Artist: Joseph Grigely
Venue: garcía | galería, Madrid
Exhibition Title: Reiteración
Date: May 27 – July 8, 2017
Full gallery of images, press release and link available after the jump.
Images courtesy of garcía | galería, Madrid
A project by Carlos Fernández-Pello.
Editorial variations and the boundaries of text have long been an interest of Joseph Grigely´s (Massachusetts, USA, 1956). As a visual artist and textual scholar, deaf from the age of 10, Grigely´s work has surrounded two core concepts since the early 1990s: on the one hand a systematic compilation of other people’s things, which he later edits in the form of archives and diverse narrations. On the other, giving shape to text´s inadvertent material while looking at the ways it intervenes in the dissemination and production of cultural artifacts.
Reiteración is the artist´s first solo exhibition in a Spanish gallery, and only his fourth time in our country in sixteen years; with his first appearance in 2001, in the Espai 13 of Regàs, Barenblit and Montornés. The reasons behind this irregular presence, as usual, are various and varied, but perhaps, at the heart of them all, is the linguistic character of his work.
Revolving around a premise as basic as this — that, when we have to read, language hinders the diffusion of a specific work or artist — I have been speculating with Grigely for a couple of years about the possibility of “translating” one of his historic Conversation Pieces. That is to say, what would happen if we translated a work of art, not at a catalogue or gallery text level, but at one equal to the conditions of the work itself; like a replica without being one; like forgery but with permission; like a remix without the mashup; in short, like a Spanish reiteration and edition of an object which hangs on the wall, yet keeps much of the behavior of a book.
The result of this speculation is the piece Untitled Conversations (Translated), 2017, which belongs to the wider collection, “conversation with the hearing”; a huge archive of notes from his exchanges with those of us that are not familiar with sign language, which Grigely has been compiling for decades. This seems simple but there is a catch: although Grigely is incapable of hearing anything, he is, in contrast, a remarkably good speaker. This shifts the condition of hearing disability to one of descriptive ability: it is not that he cannot express himself fully but the “listeners” who sees their participation limited to short sentences, drawings and monosyllables which often seem insufficient. Thus, language reveals itself in all its materiality as a resistant medium, physical, slow and silent, which simultaneously spurs on descriptive ingenuity and registers the conversation in the shape of small textual Polaroids.
The piece Inside the Outside, 2013 amplifies this material dimension of speech and its dissymmetry to the referent. It reminds us, in a way, of the historic Untitled Conversation (Speech is shaped breath) , 1995, in which an anonymous Frank G., tells Grigely that, “speech is shaped air.” The blown glass piece is also an almost identical reiteration of Duchamp´s famous Air de Paris (1919), which, in turn, also had to be reconstructed in 1949, raising doubts as to whether the origin of the air was still Parisian or not. In our case, we can be sure that the air inside is from the state of Colorado.

** Data provided **
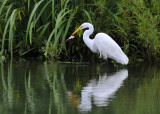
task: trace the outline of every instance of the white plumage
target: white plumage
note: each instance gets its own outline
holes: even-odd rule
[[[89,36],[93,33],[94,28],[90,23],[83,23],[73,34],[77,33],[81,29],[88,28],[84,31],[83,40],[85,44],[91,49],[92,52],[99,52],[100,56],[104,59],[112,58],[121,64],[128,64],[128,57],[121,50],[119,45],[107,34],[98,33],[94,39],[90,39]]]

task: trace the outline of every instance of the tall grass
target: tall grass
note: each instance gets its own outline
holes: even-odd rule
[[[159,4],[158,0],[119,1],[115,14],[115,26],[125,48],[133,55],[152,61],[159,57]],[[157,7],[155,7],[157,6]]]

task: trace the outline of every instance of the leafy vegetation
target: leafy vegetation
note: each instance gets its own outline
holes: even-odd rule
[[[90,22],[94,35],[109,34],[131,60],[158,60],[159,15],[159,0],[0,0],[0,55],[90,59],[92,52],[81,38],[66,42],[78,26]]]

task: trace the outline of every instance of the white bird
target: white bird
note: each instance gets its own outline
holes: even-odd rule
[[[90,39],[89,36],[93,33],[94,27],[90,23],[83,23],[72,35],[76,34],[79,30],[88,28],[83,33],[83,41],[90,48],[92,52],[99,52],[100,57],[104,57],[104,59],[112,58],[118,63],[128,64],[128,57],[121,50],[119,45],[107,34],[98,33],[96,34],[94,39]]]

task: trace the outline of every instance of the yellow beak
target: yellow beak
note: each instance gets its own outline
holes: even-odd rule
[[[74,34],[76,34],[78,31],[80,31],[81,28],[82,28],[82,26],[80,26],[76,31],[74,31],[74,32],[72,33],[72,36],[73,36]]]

** Set exercise 1 **
Pull out the passage of the Reiteración press release starting at "Revolving around a" and ending at "behavior of a book.", word for word.
** Set exercise 2 **
Write the next part of the Reiteración press release, picking up right after its final sentence.

** Exercise response 1 **
Revolving around a premise as basic as this — that, when we have to read, language hinders the diffusion of a specific work or artist — I have been speculating with Grigely for a couple of years about the possibility of “translating” one of his historic Conversation Pieces. That is to say, what would happen if we translated a work of art, not at a catalogue or gallery text level, but at one equal to the conditions of the work itself; like a replica without being one; like forgery but with permission; like a remix without the mashup; in short, like a Spanish reiteration and edition of an object which hangs on the wall, yet keeps much of the behavior of a book.

** Exercise response 2 **
The work on display in Reiteración gravitates towards this idea: the unique work of art is not autonomous, but the product of multiple makers working together and apart across time. For the artist, the work is not singular but plural. Or rather, its singularity is just one more of the multiple possible versions of the work, not the only one. Each exhibition implies an instance of itself which always adds a discordant note: each reiteration implies a subtle discrepancy which can be material, temporal, or even ontological; in other words, it can change what the work was, is and will be. Grigely reminds us that the Shakespeare we know today is the Shakespeare of the performers who memorized and transcribed his texts; of printers who have printed and reprinted them, and of those translators who reshaped his work into different languages. For Grigely, Shakespeare is not as much a person as he is a process.
The Madrid version of Horizontal Storage Rack, 2014/2017, a piece originally produced for the Amy Vogel: A Paraperspective exhibition at Cleve Carney Art Gallery, Illinois, would work along these same lines. The rack was then used to display different pieces by artist Amy Vogel at different “editorial” stages; either previously exhibited pieces, works in progress, corrected or never seen before. Back then, the piece reflected on this para-literary idea that the work is never static, even when it pretends to be so: it always moves from one state to another, from one place to another and, even as a piece “in holding” or “in storage”, it continues to produce a specific meaning. The process would not just be what the artist says it does. It is also what the work does not do.
The horizontal shelf, now empty, acquires yet another meaning in its new iteration precisely by not doing anything other than being, exchanging its role as an exhibition support for that of the merely exhibited object. The entire structure has been reconstructed from a reproduction which is nothing but the translucent polyurethane copy of one of the original legs. How weak the materiality of the reference is: barely a trace of volume, this sculptural nod to tracing paper is what anchors the rack to the floor and prevents it from collapsing, making it float. As elusive and as solid as a ghost, Horizontal Storage Rack becomes analogous to the Shakespeare described by Grigely: its exhibition is now not as much a work as it is a process.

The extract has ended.